Short problem: Gather and copy every line below that contains the word "windshield". Matching is case-sensitive.

>>>

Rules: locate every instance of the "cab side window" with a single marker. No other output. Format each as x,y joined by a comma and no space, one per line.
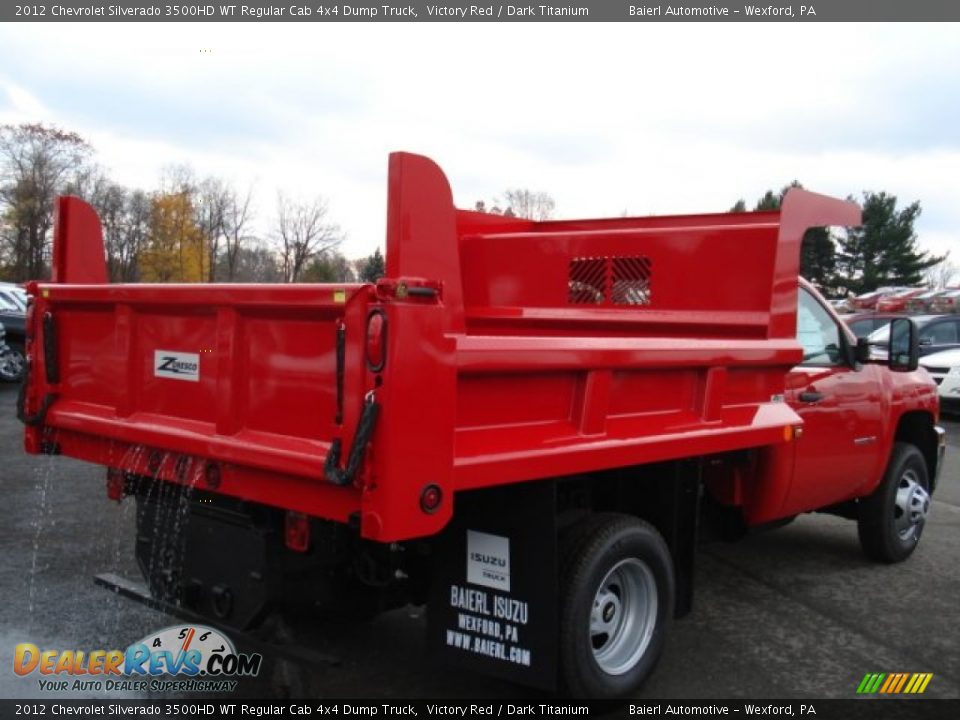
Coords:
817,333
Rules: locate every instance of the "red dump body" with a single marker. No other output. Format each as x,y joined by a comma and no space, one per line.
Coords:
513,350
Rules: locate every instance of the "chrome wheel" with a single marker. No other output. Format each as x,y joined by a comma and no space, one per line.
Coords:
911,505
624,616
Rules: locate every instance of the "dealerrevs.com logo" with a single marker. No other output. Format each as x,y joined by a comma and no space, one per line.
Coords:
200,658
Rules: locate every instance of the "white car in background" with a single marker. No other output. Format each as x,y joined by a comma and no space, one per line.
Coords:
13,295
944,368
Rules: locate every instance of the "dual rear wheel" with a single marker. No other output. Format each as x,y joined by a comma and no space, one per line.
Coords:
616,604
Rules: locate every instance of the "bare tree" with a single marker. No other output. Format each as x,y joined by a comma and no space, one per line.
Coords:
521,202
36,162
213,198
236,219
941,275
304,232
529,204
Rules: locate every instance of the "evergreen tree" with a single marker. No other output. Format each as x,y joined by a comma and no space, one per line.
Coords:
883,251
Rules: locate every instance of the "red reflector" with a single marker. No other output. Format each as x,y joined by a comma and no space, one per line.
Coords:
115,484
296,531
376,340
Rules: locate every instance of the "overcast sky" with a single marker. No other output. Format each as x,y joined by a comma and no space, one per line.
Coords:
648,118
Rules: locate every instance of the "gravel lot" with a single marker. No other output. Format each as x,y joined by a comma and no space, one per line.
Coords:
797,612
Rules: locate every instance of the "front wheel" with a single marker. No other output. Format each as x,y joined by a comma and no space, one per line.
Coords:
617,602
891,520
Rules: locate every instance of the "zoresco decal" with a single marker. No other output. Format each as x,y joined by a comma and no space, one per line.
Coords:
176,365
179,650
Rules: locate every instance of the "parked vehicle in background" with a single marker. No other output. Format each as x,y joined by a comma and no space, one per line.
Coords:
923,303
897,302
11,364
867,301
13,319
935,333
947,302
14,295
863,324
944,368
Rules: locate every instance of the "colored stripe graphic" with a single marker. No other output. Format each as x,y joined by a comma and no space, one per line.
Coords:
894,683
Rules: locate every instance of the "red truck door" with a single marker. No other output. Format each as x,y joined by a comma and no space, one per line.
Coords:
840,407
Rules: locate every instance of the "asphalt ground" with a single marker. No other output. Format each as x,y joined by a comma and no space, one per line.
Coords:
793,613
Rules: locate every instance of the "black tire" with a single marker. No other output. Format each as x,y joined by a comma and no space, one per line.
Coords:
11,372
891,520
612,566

<<<
>>>

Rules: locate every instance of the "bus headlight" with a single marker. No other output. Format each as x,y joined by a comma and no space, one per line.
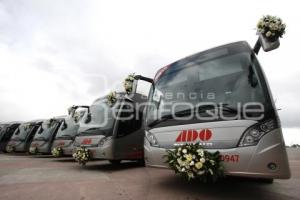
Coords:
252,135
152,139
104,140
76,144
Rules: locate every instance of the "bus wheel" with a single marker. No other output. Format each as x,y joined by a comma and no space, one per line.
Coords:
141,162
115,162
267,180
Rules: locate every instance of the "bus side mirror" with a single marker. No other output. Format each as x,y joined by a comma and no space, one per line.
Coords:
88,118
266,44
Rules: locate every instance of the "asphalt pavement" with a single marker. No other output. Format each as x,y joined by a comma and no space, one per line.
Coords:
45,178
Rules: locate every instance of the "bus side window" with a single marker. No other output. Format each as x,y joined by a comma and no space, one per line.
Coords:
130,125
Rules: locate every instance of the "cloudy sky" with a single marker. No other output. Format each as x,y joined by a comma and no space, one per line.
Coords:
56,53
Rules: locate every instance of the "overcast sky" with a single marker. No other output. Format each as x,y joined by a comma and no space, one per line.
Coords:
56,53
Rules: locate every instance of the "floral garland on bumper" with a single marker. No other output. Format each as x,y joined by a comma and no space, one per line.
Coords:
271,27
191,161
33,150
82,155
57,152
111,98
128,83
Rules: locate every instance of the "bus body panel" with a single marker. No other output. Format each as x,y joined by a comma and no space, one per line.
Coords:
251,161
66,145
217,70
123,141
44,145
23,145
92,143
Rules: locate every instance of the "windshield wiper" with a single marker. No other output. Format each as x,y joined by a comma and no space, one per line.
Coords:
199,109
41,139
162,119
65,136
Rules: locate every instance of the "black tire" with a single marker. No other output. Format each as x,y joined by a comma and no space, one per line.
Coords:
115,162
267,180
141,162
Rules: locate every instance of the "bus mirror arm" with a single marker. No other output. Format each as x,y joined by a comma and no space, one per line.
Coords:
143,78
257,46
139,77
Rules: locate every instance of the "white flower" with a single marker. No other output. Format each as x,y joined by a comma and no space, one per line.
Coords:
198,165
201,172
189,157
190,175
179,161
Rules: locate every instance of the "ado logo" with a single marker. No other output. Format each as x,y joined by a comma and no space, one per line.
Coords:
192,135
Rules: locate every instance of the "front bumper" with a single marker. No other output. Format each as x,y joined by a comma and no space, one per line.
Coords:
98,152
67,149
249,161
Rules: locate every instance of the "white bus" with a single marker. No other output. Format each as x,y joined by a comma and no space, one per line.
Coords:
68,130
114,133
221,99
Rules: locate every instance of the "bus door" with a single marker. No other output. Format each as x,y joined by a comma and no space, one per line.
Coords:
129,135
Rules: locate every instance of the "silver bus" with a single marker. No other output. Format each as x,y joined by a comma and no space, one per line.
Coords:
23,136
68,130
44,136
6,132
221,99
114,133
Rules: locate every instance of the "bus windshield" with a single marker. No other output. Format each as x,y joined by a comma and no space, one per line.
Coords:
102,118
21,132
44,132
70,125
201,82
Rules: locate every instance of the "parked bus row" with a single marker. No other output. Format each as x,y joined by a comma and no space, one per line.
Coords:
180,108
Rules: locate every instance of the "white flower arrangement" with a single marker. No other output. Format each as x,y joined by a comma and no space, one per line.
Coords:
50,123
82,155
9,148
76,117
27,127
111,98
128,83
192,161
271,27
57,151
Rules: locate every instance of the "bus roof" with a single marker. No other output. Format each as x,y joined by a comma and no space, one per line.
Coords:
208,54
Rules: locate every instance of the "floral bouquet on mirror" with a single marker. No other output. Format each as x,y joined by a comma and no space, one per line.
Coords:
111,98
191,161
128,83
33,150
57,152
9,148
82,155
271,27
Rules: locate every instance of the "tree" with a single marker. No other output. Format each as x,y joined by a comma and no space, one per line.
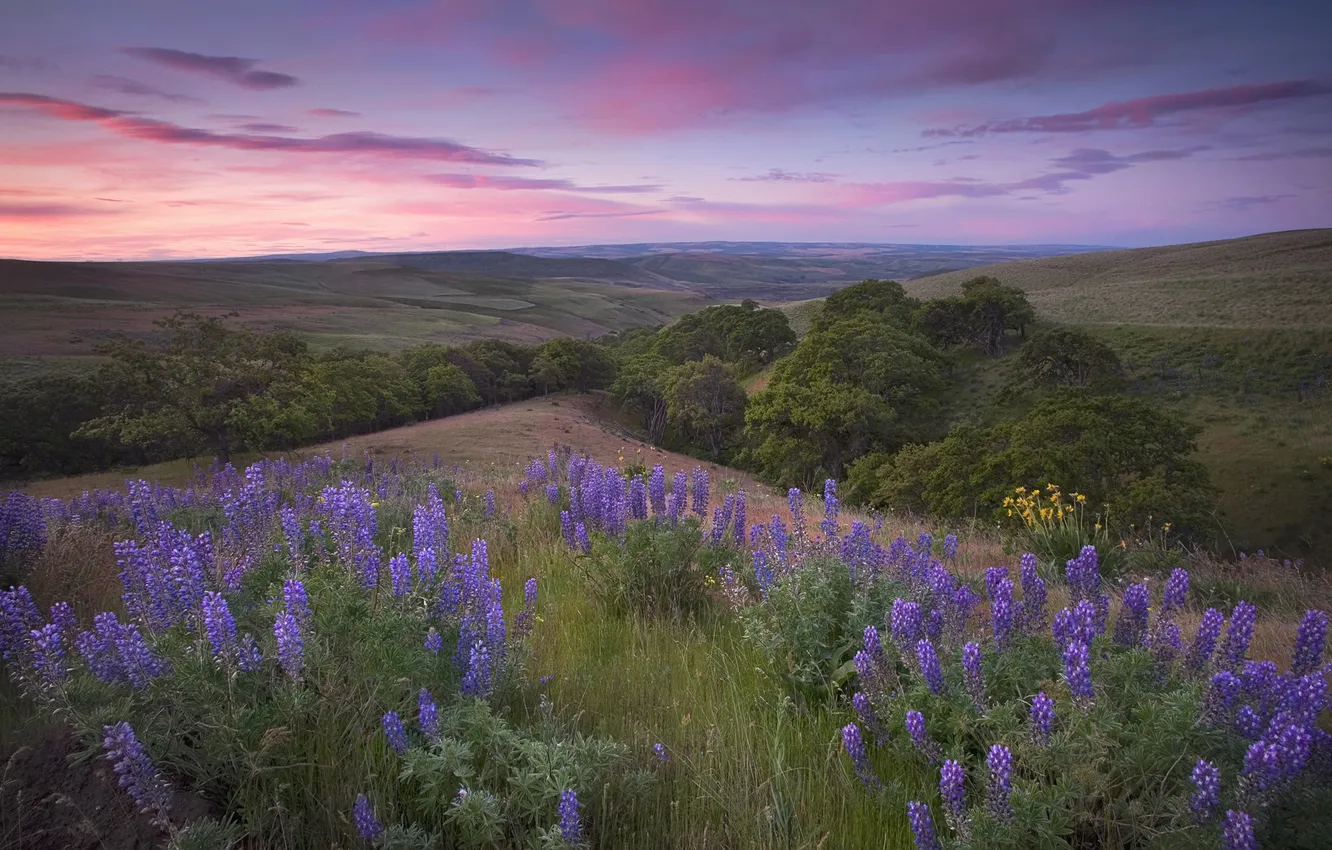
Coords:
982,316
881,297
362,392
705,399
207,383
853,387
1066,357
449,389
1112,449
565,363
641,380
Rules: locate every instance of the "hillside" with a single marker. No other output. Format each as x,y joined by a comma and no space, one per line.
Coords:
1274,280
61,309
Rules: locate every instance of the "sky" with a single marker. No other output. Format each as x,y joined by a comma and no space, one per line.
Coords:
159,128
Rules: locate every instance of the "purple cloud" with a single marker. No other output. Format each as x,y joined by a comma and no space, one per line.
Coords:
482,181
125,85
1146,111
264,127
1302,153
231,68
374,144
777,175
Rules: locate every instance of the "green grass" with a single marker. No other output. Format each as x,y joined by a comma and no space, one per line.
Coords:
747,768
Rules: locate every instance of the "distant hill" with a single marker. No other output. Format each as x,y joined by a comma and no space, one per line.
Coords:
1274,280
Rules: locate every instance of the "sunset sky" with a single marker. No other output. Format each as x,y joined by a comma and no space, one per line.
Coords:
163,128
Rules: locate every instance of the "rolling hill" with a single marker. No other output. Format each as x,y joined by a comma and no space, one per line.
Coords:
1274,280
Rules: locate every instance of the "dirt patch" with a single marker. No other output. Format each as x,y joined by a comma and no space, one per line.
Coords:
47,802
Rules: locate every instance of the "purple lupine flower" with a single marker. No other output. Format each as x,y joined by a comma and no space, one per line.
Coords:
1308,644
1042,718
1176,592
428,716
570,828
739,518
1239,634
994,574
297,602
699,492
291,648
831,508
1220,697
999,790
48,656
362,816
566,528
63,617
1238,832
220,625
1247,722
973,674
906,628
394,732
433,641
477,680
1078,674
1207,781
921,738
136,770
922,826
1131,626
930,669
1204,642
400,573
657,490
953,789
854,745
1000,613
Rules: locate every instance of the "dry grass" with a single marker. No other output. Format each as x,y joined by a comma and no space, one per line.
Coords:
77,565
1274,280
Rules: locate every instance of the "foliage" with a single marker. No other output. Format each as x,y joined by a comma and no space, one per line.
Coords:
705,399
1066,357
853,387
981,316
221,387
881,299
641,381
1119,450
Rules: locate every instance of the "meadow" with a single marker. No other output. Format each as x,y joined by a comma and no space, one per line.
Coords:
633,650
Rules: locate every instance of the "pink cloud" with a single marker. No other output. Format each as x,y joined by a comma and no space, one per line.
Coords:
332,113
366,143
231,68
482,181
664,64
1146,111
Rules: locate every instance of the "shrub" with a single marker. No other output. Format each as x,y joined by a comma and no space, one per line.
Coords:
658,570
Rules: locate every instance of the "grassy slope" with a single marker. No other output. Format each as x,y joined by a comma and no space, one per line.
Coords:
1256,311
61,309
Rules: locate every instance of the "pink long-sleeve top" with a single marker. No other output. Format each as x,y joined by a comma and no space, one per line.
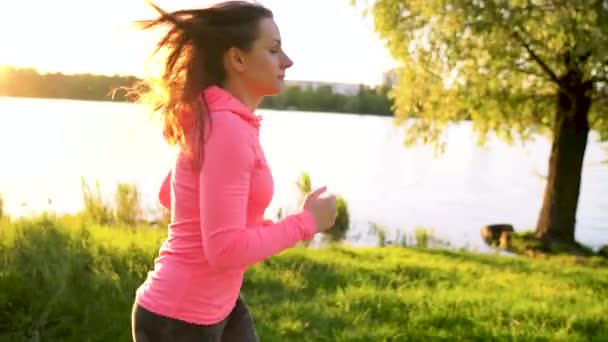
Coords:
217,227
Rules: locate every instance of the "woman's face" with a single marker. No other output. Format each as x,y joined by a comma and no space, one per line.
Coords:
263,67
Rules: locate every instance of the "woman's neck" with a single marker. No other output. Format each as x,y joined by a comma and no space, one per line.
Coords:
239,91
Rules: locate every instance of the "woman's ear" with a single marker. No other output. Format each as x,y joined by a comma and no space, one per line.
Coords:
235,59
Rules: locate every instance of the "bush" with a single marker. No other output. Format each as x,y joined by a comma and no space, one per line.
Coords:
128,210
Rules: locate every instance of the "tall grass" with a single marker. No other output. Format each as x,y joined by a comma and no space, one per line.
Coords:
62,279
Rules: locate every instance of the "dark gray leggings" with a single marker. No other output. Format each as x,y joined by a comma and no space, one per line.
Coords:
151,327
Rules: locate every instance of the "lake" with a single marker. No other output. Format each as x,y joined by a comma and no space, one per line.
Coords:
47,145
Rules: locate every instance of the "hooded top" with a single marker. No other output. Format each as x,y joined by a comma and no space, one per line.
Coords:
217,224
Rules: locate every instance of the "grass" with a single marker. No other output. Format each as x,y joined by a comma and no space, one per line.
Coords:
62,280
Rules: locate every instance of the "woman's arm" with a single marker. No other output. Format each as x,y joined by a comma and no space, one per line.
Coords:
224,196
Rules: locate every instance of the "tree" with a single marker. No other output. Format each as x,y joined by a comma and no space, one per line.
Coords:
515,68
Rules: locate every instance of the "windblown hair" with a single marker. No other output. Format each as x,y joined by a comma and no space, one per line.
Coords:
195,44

<<<

The completed task:
Rules: locate every instance of the "windshield wiper" with a single marker. No other output. Format each as x,y joined by a comma and no space, one per line.
Rules: locate every instance of the "bus windshield" with a single marker. No other output. Format each as x,y joined by a comma and no space, one per line.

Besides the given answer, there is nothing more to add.